_Trabalho pedido_:
1) Responda, com base no texto fornecido:
(a) Segundo o primeiro parágrafo, o que só vai aumentar durante a campanha eleitoral?
(b) Que setores Jaime Santos aponta como caracterizados por precariedade e/ou sazonalidade?
(c) Segundo Vicente Ferreira, em qual das revoluções tecnológicas o trabalho acabou?
2) Transcreva do texto fornecido o trecho entre "À semelhança do" e "sobre este assunto.", inclusive.

_Texto fornecido_:
──────

À semelhança do que tem feito com a carga fiscal, a direita utiliza indicadores cuja fórmula de cálculo nem sempre é conhecida para justificar ideias erradas sobre o país. Como a desinformação económica só vai aumentar durante a campanha eleitoral, fica o contributo para um debate informado sobre este assunto.

4 comentários:

Jaime Santos disse...

Ou seja, o maior contributo para a produtividade não está em setores que utilizam muita força de trabalho e sim naqueles que usam força de trabalho qualificada e provavelmente uma boa dose de automação.

Mas isso, Vicente Ferreira, não é boa notícia para os partidários do pleno emprego e da reindustrialização, seja lá o que isso for... Mas o que seja, será provavelmente feita com robots e não com operários de linha, o que é má notícia para as Esquerdas...

Talvez não fosse má ideia discutir mesmo o rendimento mínimo incondicional e a taxação das máquinas (algo em que eu, confesso, mudei de ideias)...

As pessoas que trabalham em setores como o turismo, restauração e imobiliário e que também são sectores que se caracterizam por precariedade e/ou sazonalidade eram capaz de apoiar isso...

Vicente Ferreira disse...

Jaime Santos,

1. Concordo que o crescimento sustentado da produtividade no país depende da aposta em setores mais intensivos em conhecimento e tecnologia, mas discordo da conclusão que retira: se o raciocínio se aplicasse, os países em que estes setores se encontram mais desenvolvidos teriam níveis de desemprego muito superiores ao nosso, o que não é o caso. Mais: de um ponto de vista histórico, o trabalho não acabou em nenhuma das revoluções tecnológicas.

──────

_Material fornecido_:
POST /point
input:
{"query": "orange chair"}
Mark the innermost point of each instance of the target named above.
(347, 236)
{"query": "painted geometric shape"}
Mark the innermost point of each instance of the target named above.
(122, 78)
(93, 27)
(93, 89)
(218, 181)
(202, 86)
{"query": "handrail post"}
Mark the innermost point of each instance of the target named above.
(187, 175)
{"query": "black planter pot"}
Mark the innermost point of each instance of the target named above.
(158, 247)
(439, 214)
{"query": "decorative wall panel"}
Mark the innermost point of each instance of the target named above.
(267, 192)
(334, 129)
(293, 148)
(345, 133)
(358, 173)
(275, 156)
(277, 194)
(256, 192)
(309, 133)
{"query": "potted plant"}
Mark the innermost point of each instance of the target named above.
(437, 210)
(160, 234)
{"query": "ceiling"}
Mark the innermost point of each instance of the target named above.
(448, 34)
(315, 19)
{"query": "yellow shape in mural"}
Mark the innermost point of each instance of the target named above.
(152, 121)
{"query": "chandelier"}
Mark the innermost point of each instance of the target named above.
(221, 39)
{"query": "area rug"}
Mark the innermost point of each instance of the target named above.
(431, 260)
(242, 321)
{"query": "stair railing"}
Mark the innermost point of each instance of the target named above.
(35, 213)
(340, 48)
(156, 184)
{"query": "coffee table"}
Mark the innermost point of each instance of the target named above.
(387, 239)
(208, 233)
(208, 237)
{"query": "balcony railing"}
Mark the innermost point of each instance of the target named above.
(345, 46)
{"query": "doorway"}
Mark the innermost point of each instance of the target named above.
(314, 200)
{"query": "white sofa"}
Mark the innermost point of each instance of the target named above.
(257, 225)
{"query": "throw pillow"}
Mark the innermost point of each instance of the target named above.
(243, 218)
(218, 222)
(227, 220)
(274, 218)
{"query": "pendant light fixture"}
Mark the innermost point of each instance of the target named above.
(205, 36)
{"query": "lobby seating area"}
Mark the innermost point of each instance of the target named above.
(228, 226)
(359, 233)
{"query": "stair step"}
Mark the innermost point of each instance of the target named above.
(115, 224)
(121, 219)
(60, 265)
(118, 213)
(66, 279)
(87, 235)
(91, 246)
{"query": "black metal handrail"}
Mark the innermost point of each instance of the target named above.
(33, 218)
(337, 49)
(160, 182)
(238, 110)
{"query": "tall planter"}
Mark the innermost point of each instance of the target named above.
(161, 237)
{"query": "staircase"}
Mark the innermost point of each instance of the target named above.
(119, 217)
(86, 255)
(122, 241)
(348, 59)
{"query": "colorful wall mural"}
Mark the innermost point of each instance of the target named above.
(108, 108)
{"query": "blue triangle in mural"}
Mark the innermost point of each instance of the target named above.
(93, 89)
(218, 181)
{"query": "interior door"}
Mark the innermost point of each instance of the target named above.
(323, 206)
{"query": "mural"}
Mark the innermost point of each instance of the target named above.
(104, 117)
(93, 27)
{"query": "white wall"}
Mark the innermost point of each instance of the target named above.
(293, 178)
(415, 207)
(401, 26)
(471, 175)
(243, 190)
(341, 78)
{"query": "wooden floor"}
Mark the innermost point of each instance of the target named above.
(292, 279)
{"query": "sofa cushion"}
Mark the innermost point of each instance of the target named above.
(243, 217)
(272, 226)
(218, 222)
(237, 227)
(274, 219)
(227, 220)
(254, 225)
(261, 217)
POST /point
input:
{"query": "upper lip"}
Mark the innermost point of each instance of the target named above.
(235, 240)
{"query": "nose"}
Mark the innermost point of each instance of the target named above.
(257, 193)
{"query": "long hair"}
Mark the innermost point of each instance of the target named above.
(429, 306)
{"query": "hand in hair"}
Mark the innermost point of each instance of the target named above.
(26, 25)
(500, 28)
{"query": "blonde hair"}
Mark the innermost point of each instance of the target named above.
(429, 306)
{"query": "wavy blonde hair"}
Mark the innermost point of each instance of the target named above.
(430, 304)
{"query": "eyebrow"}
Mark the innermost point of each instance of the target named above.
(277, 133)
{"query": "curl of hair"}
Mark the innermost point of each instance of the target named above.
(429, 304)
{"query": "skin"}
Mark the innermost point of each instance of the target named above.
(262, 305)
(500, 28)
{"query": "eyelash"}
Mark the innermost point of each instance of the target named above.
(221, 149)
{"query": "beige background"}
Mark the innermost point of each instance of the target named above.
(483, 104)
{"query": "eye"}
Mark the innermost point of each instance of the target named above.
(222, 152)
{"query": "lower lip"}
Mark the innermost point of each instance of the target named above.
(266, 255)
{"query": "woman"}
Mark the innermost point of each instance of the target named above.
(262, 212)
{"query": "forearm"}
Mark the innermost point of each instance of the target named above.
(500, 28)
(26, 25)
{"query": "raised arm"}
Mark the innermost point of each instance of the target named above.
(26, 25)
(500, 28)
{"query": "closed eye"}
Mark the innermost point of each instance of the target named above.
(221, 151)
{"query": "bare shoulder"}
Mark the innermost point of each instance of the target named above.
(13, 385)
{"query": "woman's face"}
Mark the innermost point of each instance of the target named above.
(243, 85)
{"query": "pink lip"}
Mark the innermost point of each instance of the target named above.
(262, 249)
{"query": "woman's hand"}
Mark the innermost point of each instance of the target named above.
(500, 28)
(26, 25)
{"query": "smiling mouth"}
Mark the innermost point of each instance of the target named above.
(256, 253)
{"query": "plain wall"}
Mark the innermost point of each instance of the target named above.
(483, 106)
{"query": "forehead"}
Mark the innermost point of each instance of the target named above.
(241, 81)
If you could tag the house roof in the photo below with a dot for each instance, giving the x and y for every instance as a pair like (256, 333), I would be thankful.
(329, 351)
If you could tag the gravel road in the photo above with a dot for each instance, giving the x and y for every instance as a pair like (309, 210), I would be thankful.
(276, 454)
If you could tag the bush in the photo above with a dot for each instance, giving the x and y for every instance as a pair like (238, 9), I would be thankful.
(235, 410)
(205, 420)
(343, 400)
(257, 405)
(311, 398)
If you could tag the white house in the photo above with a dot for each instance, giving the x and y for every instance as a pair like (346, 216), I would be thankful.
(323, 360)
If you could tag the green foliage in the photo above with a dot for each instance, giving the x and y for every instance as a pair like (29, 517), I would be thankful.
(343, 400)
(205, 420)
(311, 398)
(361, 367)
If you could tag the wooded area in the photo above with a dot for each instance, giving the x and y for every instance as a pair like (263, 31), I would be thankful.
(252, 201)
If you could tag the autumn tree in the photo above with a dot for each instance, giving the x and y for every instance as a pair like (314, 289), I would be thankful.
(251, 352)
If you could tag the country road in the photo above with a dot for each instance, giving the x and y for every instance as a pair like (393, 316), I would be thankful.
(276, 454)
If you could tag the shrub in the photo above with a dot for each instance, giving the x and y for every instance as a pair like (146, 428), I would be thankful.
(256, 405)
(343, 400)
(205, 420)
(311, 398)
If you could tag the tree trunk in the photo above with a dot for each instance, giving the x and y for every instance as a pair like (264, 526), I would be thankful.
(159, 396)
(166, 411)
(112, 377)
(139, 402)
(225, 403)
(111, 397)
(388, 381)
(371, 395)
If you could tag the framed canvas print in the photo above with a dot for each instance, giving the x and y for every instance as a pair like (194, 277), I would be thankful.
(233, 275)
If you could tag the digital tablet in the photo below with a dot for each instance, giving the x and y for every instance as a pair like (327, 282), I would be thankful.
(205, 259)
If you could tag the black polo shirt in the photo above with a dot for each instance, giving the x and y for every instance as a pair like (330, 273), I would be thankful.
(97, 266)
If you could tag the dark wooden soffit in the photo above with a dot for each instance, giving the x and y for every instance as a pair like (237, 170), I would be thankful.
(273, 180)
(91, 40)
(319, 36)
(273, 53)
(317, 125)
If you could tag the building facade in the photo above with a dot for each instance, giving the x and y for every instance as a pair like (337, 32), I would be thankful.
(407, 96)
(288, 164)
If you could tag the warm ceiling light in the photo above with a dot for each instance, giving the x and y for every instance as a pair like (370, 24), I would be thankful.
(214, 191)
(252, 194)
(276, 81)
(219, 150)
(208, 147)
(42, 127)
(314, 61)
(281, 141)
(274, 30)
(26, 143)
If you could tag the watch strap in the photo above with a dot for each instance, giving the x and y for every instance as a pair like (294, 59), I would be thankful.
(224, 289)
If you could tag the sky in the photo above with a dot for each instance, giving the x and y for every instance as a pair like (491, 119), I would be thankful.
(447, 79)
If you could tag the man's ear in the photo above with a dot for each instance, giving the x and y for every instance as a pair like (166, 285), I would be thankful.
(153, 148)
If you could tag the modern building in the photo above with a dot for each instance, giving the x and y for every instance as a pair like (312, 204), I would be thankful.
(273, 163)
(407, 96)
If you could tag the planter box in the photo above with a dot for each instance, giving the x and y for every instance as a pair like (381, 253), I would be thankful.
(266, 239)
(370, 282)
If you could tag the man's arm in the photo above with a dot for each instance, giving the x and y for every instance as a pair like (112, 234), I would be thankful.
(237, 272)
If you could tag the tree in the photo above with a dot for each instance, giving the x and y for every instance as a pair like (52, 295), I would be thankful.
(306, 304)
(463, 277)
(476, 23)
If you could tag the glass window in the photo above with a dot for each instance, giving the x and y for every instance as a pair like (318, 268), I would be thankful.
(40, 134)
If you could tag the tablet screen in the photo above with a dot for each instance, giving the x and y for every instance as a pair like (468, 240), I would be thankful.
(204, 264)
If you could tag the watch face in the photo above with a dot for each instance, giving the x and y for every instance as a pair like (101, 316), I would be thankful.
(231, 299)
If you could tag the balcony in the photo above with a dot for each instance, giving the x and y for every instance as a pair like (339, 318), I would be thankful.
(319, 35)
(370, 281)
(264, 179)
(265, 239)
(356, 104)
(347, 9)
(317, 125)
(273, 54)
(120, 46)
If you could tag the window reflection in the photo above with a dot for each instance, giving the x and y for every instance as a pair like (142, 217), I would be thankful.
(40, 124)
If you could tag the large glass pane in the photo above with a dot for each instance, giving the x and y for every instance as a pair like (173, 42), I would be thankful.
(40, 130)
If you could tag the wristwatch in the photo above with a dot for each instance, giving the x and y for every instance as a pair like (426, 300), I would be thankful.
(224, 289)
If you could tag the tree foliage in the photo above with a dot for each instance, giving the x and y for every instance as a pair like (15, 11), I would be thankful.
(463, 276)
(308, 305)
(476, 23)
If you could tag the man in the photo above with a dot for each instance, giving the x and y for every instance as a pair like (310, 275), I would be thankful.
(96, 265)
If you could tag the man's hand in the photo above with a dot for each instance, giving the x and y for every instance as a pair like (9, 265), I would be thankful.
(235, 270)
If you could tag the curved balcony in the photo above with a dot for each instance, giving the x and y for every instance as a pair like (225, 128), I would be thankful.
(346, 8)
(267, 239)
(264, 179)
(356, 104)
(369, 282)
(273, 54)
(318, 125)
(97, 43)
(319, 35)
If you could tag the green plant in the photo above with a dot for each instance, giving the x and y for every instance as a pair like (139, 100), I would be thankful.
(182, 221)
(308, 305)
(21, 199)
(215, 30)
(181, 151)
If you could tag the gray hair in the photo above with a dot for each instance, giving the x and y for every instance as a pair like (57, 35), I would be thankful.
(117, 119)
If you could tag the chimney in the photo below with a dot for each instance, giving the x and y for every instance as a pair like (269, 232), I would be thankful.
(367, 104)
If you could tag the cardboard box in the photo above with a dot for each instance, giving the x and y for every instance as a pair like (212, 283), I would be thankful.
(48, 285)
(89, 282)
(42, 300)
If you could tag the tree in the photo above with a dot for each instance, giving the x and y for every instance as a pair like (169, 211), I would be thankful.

──────

_Lista de soluções_:
1)
(a) A desinformação económica.
(b) O turismo, a restauração e o imobiliário.
(c) Em nenhuma delas.

2)
À semelhança do que tem feito com a carga fiscal, a direita utiliza indicadores cuja fórmula de cálculo nem sempre é conhecida para justificar ideias erradas sobre o país. Como a desinformação económica só vai aumentar durante a campanha eleitoral, fica o contributo para um debate informado sobre este assunto.